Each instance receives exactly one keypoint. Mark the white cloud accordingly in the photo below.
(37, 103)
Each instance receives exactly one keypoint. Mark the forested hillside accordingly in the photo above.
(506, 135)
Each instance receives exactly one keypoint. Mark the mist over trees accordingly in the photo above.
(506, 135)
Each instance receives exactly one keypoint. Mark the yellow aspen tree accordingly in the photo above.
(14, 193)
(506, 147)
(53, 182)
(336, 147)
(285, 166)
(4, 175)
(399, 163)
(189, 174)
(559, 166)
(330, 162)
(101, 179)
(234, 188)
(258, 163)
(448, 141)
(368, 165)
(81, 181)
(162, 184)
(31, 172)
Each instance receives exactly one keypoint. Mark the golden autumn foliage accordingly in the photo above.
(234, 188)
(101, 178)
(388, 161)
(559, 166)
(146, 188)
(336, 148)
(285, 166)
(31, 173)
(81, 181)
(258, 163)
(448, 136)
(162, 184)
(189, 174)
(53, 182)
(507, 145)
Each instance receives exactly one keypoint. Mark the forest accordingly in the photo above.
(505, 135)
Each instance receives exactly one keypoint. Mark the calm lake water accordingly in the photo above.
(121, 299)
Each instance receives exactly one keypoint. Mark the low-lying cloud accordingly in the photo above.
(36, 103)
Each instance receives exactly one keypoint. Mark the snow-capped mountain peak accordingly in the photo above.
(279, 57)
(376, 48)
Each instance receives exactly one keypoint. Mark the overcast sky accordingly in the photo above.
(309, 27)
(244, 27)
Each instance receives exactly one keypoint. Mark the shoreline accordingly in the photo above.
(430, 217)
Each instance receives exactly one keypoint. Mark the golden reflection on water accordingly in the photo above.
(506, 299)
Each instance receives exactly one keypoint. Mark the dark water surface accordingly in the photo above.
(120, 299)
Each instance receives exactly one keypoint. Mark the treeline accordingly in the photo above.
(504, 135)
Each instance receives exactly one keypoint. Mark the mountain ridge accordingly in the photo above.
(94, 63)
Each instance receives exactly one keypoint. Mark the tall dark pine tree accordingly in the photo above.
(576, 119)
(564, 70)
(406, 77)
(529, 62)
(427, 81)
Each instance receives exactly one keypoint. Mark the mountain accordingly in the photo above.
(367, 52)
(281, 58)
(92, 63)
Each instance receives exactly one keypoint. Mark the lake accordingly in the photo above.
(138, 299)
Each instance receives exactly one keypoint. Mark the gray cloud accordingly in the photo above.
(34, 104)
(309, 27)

==

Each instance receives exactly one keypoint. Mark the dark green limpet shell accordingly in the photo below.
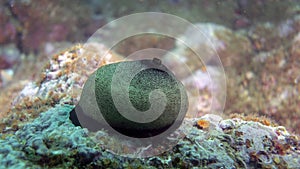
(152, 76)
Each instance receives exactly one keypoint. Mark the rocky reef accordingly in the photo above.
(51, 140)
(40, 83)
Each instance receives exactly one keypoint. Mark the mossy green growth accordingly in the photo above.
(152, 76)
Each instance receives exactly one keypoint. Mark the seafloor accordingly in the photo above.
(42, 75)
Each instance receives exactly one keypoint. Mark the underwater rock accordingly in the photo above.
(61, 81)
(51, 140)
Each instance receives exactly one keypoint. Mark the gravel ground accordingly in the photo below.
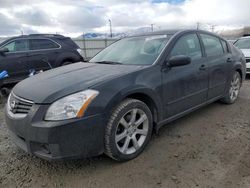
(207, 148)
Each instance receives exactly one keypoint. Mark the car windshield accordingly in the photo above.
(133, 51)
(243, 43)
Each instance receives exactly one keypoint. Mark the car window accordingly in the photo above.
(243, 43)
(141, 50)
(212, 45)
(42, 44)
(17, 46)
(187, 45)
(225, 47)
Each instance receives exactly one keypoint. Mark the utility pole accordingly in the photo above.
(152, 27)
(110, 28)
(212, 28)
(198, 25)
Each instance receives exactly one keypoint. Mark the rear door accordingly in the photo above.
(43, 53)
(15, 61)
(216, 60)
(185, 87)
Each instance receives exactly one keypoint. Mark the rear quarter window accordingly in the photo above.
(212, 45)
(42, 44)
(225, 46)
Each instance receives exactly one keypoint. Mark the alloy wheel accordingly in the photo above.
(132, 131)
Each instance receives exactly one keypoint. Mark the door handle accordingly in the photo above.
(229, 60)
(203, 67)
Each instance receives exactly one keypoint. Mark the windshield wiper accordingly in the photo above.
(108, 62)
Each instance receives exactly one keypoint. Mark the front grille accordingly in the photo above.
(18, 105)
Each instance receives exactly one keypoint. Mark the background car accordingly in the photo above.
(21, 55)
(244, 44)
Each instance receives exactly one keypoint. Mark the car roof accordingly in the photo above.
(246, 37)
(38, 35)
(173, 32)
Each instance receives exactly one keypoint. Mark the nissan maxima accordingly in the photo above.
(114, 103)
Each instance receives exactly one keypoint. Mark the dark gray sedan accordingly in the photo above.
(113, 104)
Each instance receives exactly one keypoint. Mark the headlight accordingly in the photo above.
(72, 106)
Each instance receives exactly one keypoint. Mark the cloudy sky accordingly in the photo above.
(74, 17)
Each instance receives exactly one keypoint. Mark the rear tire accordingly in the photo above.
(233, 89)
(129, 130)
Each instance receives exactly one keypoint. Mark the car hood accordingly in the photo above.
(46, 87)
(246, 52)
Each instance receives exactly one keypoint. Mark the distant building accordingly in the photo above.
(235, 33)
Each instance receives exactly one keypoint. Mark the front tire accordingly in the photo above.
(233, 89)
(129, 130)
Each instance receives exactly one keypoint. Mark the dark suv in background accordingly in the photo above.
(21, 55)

TASK DIRECTIONS →
Please list every line of the listing above that contains the string "tire", matching case exactly.

ANSWER FOR THIS EXERCISE →
Each instance receives exactly one keypoint. Mark the rear tire accordingly in the photo above.
Each instance receives exactly one keypoint. Mark the front tire accordingly in the photo above.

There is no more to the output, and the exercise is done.